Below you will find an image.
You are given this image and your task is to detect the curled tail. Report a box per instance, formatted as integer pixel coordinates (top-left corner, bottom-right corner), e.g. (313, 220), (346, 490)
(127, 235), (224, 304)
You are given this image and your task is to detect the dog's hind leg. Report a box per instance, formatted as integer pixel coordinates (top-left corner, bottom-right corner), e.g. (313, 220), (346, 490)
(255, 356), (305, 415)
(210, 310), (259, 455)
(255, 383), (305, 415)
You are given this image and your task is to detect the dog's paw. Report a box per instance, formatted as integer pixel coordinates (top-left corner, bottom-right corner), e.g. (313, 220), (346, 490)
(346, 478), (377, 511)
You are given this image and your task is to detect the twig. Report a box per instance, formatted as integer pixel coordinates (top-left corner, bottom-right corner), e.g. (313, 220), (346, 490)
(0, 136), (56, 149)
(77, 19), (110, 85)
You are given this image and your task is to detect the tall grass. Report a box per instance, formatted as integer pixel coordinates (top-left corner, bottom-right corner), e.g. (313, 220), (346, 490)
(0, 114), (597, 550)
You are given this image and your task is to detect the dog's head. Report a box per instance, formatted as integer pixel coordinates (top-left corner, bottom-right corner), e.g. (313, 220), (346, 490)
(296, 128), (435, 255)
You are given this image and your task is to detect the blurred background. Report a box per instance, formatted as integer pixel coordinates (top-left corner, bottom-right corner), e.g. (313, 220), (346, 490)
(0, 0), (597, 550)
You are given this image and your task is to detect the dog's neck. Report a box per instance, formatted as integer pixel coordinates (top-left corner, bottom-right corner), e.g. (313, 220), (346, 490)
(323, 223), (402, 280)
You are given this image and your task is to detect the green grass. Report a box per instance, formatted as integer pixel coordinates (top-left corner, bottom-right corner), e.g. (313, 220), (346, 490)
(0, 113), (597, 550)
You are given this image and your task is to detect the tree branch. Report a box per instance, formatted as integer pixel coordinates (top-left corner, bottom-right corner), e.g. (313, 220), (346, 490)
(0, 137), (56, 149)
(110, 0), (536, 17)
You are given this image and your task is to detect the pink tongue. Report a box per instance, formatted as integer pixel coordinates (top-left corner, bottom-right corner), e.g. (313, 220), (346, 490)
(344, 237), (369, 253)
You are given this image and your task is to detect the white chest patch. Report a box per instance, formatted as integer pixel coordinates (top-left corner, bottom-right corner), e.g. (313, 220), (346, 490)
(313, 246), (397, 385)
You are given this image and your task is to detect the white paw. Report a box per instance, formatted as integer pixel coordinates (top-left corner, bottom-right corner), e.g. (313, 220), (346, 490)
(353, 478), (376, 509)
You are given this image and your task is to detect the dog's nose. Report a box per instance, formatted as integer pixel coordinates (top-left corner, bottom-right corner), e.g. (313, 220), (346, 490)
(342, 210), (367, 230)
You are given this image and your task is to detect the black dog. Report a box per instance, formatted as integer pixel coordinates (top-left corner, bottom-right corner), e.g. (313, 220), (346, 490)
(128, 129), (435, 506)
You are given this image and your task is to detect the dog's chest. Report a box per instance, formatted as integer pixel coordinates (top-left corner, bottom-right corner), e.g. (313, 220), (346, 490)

### SHORT TASK
Print every one of the entries above again, character for character and without any alteration.

### COMPLETED EXERCISE
Below you will find an image.
You are given this image and your task is to detect the curled tail. Report a box per instance, formatted as integer pixel coordinates (top-left corner, bottom-right corner), e.g. (313, 220), (346, 490)
(127, 235), (224, 304)
You are given this image and your task is to detect the dog's hind leg. Report a box per instance, formatted as integer pixel coordinates (top-left corner, bottom-right corner), e.g. (313, 220), (346, 490)
(255, 356), (305, 415)
(210, 310), (259, 455)
(255, 383), (305, 415)
You are given this image and your task is to detect the dog's paw. Report a box per instance, formatted as integer pixel coordinates (top-left corner, bottom-right corner), e.g. (313, 220), (346, 490)
(346, 478), (377, 511)
You are given this image and your task is to detect the twig. Report a box per instance, formatted as integer pixel coordinates (top-left corner, bottom-right corner), e.g. (313, 220), (346, 490)
(0, 136), (56, 149)
(77, 19), (110, 85)
You are given this image and your task is to detect the tall grass. Report a box per instance, formatted as integer pixel coordinates (top-left corner, bottom-right corner), e.g. (313, 220), (346, 490)
(0, 114), (597, 550)
You are given this image and your task is to detect the dog's head. Report a box per instance, formatted as integer pixel coordinates (top-left corner, bottom-right corner), e.g. (313, 220), (346, 490)
(296, 128), (435, 255)
You are given this image and your task is to detect the blurred background. Report a box per instance, formatted as integer pixel coordinates (top-left corner, bottom-right corner), e.g. (313, 220), (346, 490)
(0, 0), (597, 550)
You are given this image and your task is to detect the dog's neck. Report a box per instance, formatted as integer pixel coordinates (top-left corner, bottom-right corner), e.g. (313, 220), (346, 490)
(323, 223), (402, 280)
You are given this image and your task is to detect the green grass. Report a box per instance, formatted as integer pixel coordinates (top-left corner, bottom-right corner), e.g. (313, 220), (346, 490)
(0, 113), (597, 550)
You are given this image and your task is to detect the tree branch. Report a box per instance, formatted as integer pixel coordinates (top-left corner, bottom-right corner), e.g. (313, 220), (346, 490)
(0, 137), (56, 149)
(110, 0), (536, 17)
You are given this image and your task is to detect the pink tongue. Report a box per instance, formatted as integer pixel coordinates (top-left corner, bottom-right corner), e.g. (313, 220), (346, 490)
(344, 237), (369, 253)
You are given this image and your task is to detect the white chest patch. Report a box per instance, formatted as integer pixel coordinates (top-left corner, bottom-right corner), e.g. (313, 220), (346, 490)
(313, 246), (397, 385)
You are given this image and your task is to detect the white paw. Report a box per instance, formatted as integer pixel coordinates (top-left corner, bottom-right corner), e.g. (313, 220), (346, 490)
(353, 478), (376, 509)
You are given this image and your task is to detect the dog's nose. Report a box per instance, formatted as integer pixel coordinates (top-left corner, bottom-right corner), e.g. (313, 220), (346, 490)
(342, 210), (367, 230)
You are given this image and your task is to detect the black dog. Report a box per instance, formatted as integer pixel coordinates (top-left corner, bottom-right corner), e.g. (313, 220), (346, 490)
(128, 129), (435, 506)
You are given this image and your task is to detect the dog's chest. Report a box per instance, formatted as integer pixel coordinates (top-left corner, bottom-right corner), e.g. (313, 220), (346, 490)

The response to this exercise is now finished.